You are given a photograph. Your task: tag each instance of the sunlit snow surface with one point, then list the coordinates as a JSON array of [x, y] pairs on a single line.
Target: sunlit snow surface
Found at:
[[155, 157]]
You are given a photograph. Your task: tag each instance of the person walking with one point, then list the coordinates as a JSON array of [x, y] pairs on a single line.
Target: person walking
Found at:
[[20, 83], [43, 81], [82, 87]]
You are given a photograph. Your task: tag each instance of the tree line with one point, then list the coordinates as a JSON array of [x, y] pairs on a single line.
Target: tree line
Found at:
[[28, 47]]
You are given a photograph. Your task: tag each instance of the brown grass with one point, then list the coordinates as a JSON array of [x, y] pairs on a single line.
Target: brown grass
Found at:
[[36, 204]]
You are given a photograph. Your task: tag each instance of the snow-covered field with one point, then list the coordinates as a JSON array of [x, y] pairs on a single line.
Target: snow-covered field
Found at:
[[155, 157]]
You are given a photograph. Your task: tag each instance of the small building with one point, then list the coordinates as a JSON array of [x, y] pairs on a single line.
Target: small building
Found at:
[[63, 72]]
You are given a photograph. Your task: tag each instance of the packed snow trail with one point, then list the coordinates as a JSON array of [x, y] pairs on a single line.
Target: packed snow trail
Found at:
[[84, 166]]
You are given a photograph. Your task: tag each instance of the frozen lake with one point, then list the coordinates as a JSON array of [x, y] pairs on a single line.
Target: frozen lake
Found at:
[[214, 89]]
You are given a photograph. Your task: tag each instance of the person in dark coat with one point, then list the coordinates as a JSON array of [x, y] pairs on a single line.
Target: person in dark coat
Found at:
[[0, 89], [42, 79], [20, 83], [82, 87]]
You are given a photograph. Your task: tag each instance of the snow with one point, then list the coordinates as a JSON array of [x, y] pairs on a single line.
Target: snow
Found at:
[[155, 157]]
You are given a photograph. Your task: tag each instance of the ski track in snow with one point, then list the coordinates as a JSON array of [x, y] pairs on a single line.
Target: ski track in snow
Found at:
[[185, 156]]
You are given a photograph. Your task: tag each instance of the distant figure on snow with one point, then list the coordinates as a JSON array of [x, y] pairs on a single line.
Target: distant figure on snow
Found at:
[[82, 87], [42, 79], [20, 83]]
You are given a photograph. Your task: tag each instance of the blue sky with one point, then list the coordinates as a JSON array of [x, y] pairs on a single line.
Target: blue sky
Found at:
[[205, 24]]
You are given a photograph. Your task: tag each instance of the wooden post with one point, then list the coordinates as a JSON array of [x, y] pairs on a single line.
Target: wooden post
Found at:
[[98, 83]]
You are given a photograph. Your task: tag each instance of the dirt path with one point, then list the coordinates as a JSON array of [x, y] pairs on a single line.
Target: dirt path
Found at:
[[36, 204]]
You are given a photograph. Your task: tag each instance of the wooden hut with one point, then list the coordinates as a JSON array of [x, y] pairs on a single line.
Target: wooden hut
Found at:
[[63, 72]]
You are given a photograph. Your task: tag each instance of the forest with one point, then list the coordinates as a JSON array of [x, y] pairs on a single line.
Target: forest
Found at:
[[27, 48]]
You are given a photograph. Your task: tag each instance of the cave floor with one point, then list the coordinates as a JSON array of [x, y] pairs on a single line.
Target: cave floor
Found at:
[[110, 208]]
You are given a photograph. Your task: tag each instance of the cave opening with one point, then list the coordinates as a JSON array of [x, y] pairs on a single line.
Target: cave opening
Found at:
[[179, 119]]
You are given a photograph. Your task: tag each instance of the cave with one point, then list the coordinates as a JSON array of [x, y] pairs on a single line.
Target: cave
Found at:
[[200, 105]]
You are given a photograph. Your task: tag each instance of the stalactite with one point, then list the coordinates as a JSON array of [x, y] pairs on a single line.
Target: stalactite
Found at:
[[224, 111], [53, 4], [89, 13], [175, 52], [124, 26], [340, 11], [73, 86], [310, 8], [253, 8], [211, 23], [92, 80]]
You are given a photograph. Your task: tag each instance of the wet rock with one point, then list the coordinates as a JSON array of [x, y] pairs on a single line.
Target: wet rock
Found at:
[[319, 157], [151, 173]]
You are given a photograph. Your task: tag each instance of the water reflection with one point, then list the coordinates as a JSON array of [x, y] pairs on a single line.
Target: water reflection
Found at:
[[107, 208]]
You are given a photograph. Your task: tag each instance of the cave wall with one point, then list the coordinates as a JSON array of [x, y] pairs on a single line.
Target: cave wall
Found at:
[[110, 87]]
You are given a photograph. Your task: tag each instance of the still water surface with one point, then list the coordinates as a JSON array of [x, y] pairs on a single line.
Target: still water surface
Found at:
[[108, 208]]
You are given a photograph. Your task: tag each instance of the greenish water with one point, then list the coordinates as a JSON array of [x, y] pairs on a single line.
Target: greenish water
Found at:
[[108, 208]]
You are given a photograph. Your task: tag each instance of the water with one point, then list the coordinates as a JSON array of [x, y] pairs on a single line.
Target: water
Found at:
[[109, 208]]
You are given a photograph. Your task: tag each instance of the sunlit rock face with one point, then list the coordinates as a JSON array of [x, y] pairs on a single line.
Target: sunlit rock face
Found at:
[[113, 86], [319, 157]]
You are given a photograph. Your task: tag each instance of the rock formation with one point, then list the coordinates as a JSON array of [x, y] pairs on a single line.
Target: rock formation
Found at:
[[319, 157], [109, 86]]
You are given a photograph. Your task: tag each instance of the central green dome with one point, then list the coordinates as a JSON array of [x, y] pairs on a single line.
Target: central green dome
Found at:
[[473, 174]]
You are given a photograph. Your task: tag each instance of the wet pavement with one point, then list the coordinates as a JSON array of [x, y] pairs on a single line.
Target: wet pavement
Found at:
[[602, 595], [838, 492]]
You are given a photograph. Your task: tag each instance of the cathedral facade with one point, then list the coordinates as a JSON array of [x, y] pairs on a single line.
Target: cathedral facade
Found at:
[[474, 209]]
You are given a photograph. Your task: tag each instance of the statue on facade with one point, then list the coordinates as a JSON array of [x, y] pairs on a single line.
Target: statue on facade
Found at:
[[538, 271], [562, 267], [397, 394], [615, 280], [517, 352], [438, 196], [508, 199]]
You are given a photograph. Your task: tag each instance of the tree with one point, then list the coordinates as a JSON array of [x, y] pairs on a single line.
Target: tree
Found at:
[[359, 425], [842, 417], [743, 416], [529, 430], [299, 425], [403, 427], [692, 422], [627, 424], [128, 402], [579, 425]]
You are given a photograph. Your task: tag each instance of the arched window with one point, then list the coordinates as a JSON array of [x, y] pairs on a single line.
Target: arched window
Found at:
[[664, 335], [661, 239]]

- _Exercise aim_
Find the lines in the data that include "greenish", then copy each of them.

- _Output_
You are given a photograph. Your task: tag each instance of the greenish water with one point, then list the coordinates as a JSON array of [x, y] pairs on a single line.
Target: greenish water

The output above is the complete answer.